→ TASK TO CARRY OUT
Every line from the line containing "the concrete walkway" through the final line below must be returned exactly, and no other line.

Point localization data
--- START ---
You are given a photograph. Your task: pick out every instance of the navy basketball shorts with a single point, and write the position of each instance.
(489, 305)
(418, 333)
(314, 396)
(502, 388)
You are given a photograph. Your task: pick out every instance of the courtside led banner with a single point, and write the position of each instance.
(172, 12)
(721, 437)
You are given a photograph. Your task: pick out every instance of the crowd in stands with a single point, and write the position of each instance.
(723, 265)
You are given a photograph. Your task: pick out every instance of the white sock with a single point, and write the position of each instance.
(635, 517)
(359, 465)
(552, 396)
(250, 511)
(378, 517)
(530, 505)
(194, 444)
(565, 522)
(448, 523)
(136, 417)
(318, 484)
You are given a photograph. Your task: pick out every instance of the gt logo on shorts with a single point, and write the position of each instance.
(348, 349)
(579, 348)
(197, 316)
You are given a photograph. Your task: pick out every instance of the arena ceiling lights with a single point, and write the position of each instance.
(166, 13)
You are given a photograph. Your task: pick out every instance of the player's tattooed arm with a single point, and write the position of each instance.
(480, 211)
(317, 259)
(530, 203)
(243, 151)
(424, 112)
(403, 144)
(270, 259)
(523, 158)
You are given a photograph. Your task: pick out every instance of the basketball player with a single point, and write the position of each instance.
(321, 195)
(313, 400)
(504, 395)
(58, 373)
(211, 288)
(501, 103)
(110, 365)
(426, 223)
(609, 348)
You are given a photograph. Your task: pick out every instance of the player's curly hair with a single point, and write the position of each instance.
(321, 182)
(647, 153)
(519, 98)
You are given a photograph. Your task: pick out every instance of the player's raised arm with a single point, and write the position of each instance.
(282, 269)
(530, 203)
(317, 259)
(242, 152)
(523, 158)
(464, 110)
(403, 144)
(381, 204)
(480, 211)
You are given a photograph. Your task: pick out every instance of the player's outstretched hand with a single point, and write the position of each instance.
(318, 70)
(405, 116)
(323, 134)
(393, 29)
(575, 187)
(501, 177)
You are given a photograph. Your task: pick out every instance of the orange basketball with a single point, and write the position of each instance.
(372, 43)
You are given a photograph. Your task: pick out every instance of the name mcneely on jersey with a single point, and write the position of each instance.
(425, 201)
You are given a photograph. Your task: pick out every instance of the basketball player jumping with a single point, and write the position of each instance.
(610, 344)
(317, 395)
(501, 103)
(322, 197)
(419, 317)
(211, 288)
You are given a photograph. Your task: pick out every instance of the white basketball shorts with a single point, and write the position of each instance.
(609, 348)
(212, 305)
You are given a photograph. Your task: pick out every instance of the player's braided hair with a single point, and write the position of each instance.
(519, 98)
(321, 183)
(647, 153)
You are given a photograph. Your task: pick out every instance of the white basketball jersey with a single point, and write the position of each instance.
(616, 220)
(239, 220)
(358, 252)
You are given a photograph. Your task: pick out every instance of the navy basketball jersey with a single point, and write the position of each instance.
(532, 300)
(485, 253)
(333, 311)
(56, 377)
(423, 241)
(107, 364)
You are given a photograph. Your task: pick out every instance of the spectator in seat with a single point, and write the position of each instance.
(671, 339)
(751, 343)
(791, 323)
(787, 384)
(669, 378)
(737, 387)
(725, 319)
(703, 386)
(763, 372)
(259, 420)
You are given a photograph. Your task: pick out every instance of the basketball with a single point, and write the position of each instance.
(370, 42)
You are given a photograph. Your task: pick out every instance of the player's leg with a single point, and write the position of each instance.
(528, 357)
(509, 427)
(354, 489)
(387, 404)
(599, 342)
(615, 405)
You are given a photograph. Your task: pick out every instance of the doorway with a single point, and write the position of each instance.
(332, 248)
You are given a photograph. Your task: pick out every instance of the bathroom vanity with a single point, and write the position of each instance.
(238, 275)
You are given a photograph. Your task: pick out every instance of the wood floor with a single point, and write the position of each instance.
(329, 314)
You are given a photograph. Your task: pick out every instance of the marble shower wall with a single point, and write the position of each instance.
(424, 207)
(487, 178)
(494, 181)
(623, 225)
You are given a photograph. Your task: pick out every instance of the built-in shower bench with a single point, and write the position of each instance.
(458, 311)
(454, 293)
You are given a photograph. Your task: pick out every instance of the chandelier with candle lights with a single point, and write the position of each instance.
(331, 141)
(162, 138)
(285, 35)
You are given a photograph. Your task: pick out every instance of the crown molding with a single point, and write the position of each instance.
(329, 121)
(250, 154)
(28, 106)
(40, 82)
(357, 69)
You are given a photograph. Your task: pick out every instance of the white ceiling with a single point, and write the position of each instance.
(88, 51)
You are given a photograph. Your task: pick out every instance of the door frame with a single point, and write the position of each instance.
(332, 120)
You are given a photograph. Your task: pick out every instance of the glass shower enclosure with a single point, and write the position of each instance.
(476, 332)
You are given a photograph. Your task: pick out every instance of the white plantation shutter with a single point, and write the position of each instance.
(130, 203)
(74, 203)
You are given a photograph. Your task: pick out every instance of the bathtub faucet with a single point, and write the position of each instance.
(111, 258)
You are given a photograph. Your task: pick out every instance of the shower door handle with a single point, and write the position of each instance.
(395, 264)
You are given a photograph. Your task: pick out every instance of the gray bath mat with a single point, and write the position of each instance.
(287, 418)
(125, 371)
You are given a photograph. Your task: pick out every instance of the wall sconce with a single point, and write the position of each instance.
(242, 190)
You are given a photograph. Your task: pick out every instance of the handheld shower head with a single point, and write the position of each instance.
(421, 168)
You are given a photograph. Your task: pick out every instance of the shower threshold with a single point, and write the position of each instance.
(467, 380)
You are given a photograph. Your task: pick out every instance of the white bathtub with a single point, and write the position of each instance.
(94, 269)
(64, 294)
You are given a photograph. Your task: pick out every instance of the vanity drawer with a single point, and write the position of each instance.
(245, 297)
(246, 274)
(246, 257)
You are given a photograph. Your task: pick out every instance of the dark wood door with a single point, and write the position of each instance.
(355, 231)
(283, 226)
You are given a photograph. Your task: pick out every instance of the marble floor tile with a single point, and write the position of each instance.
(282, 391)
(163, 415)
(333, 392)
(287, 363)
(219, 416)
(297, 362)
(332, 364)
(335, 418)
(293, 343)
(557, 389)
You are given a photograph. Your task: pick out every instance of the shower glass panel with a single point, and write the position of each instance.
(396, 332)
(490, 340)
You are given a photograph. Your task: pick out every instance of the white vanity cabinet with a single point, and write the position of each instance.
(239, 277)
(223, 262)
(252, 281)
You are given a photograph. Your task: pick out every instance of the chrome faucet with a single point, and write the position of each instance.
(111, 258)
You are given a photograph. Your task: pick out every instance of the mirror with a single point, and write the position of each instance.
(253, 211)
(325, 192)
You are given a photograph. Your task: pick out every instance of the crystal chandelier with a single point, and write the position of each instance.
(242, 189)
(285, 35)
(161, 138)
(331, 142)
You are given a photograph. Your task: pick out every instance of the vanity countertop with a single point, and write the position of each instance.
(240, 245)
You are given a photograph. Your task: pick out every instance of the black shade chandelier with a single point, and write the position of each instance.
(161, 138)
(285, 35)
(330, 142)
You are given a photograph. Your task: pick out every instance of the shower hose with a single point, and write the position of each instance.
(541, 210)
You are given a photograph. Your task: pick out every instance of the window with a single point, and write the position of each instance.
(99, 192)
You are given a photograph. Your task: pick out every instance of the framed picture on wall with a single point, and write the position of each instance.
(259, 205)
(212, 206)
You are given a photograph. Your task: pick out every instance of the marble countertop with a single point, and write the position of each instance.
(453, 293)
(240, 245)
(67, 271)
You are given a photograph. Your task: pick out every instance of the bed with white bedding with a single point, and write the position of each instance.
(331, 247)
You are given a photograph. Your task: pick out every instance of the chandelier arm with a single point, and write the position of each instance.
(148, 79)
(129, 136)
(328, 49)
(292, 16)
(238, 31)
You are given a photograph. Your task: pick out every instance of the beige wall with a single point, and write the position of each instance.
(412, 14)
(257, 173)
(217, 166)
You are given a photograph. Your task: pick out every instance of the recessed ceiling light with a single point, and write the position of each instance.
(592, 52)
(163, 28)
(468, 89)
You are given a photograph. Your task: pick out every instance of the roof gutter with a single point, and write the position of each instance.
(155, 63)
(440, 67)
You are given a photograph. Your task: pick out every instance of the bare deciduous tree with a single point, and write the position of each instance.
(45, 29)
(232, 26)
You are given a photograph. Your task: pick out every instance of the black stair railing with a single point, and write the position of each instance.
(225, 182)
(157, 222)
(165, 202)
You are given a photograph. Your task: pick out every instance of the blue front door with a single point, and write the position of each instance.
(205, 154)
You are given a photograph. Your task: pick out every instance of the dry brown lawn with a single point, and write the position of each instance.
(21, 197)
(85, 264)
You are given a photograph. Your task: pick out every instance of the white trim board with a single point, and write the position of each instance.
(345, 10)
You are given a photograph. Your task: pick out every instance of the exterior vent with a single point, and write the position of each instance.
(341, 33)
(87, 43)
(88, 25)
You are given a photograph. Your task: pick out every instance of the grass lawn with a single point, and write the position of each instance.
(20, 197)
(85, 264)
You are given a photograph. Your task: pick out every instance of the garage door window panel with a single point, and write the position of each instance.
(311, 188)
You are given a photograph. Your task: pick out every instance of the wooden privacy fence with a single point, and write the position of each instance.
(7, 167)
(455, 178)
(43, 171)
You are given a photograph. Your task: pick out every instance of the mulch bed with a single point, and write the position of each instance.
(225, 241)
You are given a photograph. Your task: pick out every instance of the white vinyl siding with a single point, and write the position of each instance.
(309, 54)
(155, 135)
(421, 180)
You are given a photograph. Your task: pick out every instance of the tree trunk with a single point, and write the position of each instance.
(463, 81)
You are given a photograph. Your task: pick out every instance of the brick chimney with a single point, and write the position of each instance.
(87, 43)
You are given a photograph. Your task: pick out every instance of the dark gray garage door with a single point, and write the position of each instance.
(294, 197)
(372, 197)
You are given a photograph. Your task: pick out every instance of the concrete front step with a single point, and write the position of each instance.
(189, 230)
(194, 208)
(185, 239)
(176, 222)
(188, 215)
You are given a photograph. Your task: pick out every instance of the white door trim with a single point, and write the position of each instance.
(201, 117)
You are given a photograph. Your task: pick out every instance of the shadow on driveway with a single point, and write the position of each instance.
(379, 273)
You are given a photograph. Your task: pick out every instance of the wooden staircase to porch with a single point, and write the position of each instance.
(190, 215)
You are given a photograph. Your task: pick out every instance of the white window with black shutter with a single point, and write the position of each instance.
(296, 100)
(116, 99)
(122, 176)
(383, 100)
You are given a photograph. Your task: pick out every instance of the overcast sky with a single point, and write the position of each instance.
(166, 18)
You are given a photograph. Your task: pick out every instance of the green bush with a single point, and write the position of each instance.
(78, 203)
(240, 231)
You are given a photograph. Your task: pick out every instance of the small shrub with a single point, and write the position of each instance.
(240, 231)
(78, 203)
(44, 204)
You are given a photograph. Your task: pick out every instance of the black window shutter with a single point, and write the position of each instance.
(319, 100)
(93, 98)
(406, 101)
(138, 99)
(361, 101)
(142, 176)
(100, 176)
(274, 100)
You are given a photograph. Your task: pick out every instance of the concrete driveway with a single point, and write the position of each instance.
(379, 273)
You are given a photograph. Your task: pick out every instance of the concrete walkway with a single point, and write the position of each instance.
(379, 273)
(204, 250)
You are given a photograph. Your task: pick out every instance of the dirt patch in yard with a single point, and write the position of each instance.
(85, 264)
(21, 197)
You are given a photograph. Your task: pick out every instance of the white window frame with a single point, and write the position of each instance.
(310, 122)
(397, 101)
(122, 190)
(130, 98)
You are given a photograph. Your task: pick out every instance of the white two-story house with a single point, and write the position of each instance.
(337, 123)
--- END ---
→ WRITTEN ANSWER
You are given a photograph. Your task: pick out every instance of the concrete walkway with a single point, and write the position of each instance.
(379, 273)
(204, 250)
You are given a photograph. Your task: pick out every instance of the dirt patch in yard with a single point, and write the position of each instance.
(85, 264)
(21, 197)
You are given a photograph. Your task: pick out every instance of the white window frame with a single point, and write the position of each instance.
(310, 122)
(397, 101)
(122, 190)
(130, 98)
You are given a photograph. Your task: pick out every instance of the white two-story house with a single point, and write the position of each instance.
(337, 123)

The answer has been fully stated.